> _Document extract_
We all go there sometimes, with or without hats, streamers, and blow horns. We may have been invited by a disappointment, or we may not even know how we ended up there in the first place, hog-tied and teary eyed. Pity parties are the parties that everyone has gone to at least once. And if you have only attended once, count yourself especially special. We have a million things that make us happy. We have things in our lives that make our hearts smile, people in our lives that are there when everyone else goes to their own pity party and ignores the invite to ours. That’s okay.

That doesn’t mean they’re any less of a friend any more than it means we’re any less of a friend when we can’t step out of our own muck to join in theirs. Which is why reflection, during times of joy, is particularly useful and powerful for all of us. If thinking about what we don’t have can get us into our own pity-party, then maybe thinking about what we do have can get us into our own celebration of gratitude – which is typically much healthier, not to mention good for our spirits.

I spent too much time over the holidays indulging in my own pity party. I even pulled others in, and blocked some out completely. It’s easy for the guilt-ridden part of me to focus on that, to drown in my own stupid selfishness. But now that I’m done with that party and my sunshine has shone its rays across the horizon of life again, I find that I have no interest in going back. Sure, the raccoon bagged red eyes were a beautiful site. The hunched over zombie crawl of going through the motions has its haunting attraction. But maybe it was a little ungrateful and self-indulgent of me to be that version of myself. I don’t have Cancer. I have two amazing kids. I have some of the sweetest friendships, a man who loves me even through my obnoxious moments, and a dog who revolves her days around the comings and goings of her two-legged mommy. Sure, I’ve experienced lots of death & heartbreak. I’m 40.

Still, I have 100 New Years Resolutions, and only one year to make it happen. 365 days of self-pity-free openness to life. That should cover all 100 resolutions. I’m so far from perfect, and I’m not so rose-colored as to think that I won’t struggle with this mission. But like anything else worthwhile and life-changing, I’m taking it one day at a time. My wish is that everyone takes time this year to reflect on the good, take inventory of the blessings, to reach out to those who struggle more than ourselves, and journey toward that ever-changing silver lining. Pity parties after all are so 2016. 2017 is about JOYful gratitude.

> _Input data_
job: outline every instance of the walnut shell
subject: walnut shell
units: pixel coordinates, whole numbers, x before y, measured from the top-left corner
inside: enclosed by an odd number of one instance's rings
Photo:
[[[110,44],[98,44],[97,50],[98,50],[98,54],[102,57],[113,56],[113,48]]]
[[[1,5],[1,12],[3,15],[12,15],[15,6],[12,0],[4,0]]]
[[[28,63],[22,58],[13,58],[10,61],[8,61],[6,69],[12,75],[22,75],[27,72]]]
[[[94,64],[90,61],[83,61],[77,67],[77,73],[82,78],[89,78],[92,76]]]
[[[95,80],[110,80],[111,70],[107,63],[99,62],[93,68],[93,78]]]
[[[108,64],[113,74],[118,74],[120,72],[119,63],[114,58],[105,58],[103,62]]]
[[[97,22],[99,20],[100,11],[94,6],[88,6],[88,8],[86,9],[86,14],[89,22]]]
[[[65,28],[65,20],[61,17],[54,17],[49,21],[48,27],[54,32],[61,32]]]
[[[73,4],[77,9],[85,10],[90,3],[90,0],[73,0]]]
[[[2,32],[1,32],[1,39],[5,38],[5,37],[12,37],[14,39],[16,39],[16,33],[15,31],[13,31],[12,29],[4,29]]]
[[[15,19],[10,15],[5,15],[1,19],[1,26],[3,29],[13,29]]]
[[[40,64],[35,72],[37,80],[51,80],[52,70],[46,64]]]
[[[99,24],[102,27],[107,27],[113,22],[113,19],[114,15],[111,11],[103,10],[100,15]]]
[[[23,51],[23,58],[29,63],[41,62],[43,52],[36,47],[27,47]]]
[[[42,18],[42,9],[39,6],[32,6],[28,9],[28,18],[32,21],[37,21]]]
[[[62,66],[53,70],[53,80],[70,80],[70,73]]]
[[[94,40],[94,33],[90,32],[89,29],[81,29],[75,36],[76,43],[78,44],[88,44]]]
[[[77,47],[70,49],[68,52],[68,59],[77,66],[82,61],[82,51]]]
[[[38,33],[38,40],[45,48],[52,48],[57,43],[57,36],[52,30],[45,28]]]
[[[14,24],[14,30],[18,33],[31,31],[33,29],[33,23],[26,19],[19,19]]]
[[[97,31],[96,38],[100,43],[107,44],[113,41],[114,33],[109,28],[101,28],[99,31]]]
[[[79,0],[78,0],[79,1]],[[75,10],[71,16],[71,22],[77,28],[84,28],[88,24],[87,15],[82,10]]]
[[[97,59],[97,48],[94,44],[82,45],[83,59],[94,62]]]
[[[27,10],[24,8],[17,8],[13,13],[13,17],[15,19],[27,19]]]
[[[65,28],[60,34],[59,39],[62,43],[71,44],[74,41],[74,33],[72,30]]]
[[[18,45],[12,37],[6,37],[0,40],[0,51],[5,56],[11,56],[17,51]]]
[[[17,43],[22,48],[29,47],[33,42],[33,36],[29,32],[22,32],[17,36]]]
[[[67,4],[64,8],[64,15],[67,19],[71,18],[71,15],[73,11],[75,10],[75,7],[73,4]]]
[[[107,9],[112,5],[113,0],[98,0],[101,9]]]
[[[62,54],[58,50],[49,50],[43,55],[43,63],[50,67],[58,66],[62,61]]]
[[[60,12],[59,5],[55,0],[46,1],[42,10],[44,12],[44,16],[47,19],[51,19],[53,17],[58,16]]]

> _Problem set_
[1] Answer these questions about the essay on pity parties, one line each:
(a) What age does the writer give?
(b) How many New Years Resolutions does the writer have?
(c) When did the writer spend too much time in a pity party?
[2] In the essay on pity parties, copy out word for word the stretch from "Still, I have" through "about JOYful gratitude.".

> _Exercise responses_
[1]
(a) 40
(b) 100
(c) Over the holidays

[2]
Still, I have 100 New Years Resolutions, and only one year to make it happen. 365 days of self-pity-free openness to life. That should cover all 100 resolutions. I’m so far from perfect, and I’m not so rose-colored as to think that I won’t struggle with this mission. But like anything else worthwhile and life-changing, I’m taking it one day at a time. My wish is that everyone takes time this year to reflect on the good, take inventory of the blessings, to reach out to those who struggle more than ourselves, and journey toward that ever-changing silver lining. Pity parties after all are so 2016. 2017 is about JOYful gratitude.